EXERCICES À TRAITER =
(A) Mettez à jour le passage de l'arrêt compris entre « COMPOSITION DE LA COUR LORS DU » et « 28 Juin 2023. » inclus, en y remplaçant « Présidente de Chambre » par « Présidente de la 4ème chambre ».
(B) D'après l'arrêt, à quelle date s'est tenue l'audience publique ?
(C) Poursuivez l'arrêt de la cour d'appel de Nîmes à la suite de sa dernière phrase.

EXTRAIT DE L'ARRÊT =

RÉPUBLIQUE FRANÇAISE
AU NOM DU PEUPLE FRANÇAIS
ARRÊT N°
N° RG 22/03942 – N° Portalis DBVH-V-B7G-IUTU
CO
JUGE DE L’EXECUTION DE CARPENTRAS
14 octobre 2022 RG :22/00316
[W]
C/
[S]
Grosse délivrée
le 28 JUIN 2023
à Me Philippe PERICCHI
Me Geoffrey RAU
COUR D’APPEL DE NÎMES
CHAMBRE CIVILE
4ème chambre commerciale
ARRÊT DU 28 JUIN 2023
Décision déférée à la Cour : Jugement du Juge de l’exécution de CARPENTRAS en date du 14 Octobre 2022, N°22/00316
COMPOSITION DE LA COUR LORS DES DÉBATS :
Madame Claire OUGIER, Conseillère, a entendu les plaidoiries en application de l’article 805 du code de procédure civile, sans opposition des avocats, et en a rendu compte à la cour lors de son délibéré.
COMPOSITION DE LA COUR LORS DU DÉLIBÉRÉ :
Mme Christine CODOL, Présidente de Chambre
Madame Claire OUGIER, Conseillère
Madame Agnès VAREILLES, Conseillère
GREFFIER :
Madame Isabelle DELOR, Greffière, lors des débats et du prononcé de la décision
DÉBATS :
A l’audience publique du 05 Juin 2023, où l’affaire a été mise en délibéré au 28 Juin 2023.

MATÉRIEL D'ÉTUDE =
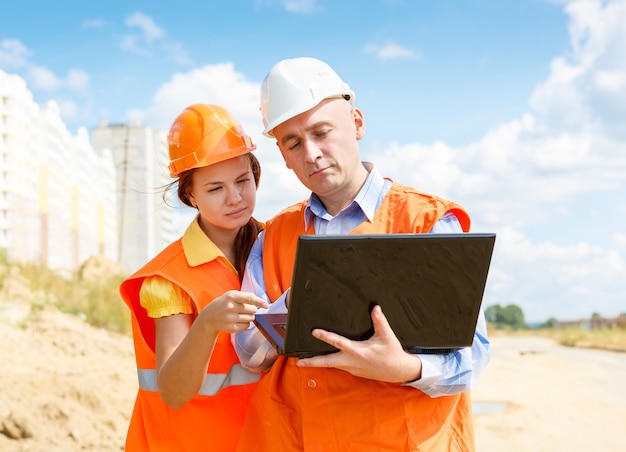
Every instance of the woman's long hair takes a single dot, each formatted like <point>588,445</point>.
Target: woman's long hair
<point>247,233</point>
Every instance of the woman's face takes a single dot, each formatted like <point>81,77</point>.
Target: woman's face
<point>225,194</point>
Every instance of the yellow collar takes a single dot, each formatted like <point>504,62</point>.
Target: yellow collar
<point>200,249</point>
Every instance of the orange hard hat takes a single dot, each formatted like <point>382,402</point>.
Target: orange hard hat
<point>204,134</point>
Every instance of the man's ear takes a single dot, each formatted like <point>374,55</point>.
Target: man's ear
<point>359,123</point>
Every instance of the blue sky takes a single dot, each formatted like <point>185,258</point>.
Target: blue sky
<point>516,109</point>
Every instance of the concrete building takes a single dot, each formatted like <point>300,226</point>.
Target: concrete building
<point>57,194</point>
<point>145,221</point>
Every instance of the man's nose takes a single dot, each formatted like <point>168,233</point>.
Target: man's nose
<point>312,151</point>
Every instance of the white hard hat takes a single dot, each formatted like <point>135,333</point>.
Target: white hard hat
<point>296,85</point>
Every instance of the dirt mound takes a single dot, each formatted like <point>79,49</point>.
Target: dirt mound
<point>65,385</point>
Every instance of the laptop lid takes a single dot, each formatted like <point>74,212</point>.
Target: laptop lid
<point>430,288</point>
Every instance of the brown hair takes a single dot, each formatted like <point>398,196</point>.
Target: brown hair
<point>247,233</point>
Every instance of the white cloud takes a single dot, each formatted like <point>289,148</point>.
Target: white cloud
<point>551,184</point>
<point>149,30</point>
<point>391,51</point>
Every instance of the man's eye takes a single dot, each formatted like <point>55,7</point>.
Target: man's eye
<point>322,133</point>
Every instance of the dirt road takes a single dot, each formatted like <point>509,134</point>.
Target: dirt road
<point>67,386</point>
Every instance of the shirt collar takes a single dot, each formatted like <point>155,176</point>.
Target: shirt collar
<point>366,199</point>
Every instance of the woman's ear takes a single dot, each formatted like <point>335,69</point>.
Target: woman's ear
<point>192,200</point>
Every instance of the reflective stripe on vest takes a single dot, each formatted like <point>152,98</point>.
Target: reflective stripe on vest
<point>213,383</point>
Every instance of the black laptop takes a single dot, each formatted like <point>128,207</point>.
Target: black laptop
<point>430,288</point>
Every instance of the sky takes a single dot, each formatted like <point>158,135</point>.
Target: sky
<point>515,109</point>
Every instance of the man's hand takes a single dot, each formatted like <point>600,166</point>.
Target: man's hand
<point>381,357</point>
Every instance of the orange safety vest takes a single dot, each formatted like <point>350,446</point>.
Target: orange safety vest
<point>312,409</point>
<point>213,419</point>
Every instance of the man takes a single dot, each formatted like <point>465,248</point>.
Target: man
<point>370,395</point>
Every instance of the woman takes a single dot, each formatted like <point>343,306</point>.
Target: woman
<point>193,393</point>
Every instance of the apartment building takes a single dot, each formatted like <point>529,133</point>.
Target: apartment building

RÉPONSES AUX EXERCICES =
(A)
COMPOSITION DE LA COUR LORS DU DÉLIBÉRÉ :
Mme Christine CODOL, Présidente de la 4ème chambre
Madame Claire OUGIER, Conseillère
Madame Agnès VAREILLES, Conseillère
GREFFIER :
Madame Isabelle DELOR, Greffière, lors des débats et du prononcé de la décision
DÉBATS :
A l’audience publique du 05 Juin 2023, où l’affaire a été mise en délibéré au 28 Juin 2023.

(B) Le 05 juin 2023.

(C)
Les parties ont été avisées que l’arrêt sera prononcé par sa mise à disposition au greffe de la cour d’appel.
APPELANTE :
Madame [T] [N] [W]
née le 08 Juillet 1962 à [Localité 5]
[Adresse 4]
[Localité 3]
Représentée par Me Philippe PERICCHI de la SELARL AVOUEPERICCHI, Plaidant/Postulant, avocat au barreau de NIMES
(bénéficie d’une aide juridictionnelle Totale numéro 2022/004550 du 30/11/2022 accordée par le bureau d’aide juridictionnelle de )
INTIMÉ :
Monsieur [J] [S]
né le 25 Octobre 1964 à[Localité 3])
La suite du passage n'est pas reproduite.